Pick out each line in the records below that contains the word "lace" and copy those lines.

[START OF Record list]

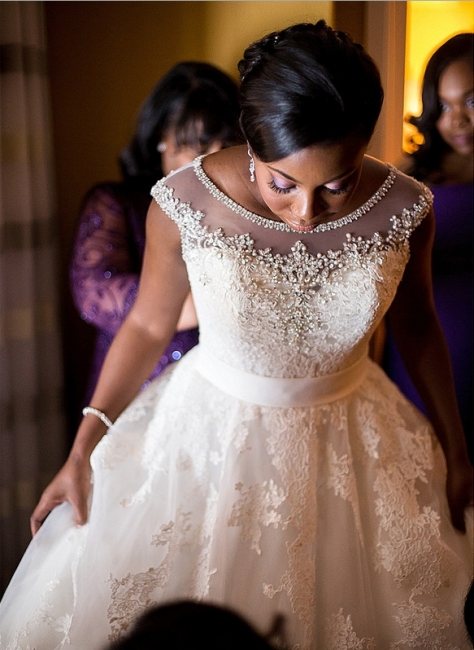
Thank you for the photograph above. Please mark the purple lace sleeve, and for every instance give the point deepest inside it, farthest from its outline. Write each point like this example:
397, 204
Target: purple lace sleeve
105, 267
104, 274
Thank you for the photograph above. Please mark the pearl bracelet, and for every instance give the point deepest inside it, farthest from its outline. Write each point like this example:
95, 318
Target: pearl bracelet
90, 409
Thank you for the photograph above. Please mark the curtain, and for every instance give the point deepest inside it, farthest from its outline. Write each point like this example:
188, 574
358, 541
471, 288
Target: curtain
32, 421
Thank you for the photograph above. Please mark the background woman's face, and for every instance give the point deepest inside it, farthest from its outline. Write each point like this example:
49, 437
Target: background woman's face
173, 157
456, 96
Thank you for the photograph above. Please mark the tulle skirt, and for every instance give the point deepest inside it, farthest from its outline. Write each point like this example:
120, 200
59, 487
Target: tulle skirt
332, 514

[END OF Record list]
[START OF Record list]

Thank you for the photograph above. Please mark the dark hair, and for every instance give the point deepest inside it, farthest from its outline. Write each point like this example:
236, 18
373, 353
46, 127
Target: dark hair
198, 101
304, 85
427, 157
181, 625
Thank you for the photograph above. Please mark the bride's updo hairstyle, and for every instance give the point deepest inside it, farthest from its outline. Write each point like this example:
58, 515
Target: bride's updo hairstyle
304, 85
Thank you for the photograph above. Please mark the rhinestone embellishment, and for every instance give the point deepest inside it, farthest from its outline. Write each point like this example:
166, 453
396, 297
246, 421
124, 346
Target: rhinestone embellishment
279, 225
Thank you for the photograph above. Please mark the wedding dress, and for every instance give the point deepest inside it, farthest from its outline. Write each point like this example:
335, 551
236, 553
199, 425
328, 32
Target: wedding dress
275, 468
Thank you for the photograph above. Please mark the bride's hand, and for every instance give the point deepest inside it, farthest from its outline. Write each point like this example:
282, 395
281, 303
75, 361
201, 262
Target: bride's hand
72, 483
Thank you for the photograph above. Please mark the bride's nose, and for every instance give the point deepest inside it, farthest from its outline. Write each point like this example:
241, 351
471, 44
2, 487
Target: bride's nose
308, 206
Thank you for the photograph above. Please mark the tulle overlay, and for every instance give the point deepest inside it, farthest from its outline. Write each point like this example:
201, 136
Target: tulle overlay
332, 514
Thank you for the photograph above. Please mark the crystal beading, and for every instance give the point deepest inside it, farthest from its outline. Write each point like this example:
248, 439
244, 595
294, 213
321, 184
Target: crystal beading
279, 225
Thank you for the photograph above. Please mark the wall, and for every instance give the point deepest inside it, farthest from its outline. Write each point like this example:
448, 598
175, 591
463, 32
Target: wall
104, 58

[END OF Record list]

Written response:
Thank you for the photograph above. Please mark the purple lace sleeve, and for every instance give the point deepest inside it, farthest from its outline. Write each point like this example:
Target: purple lace sleeve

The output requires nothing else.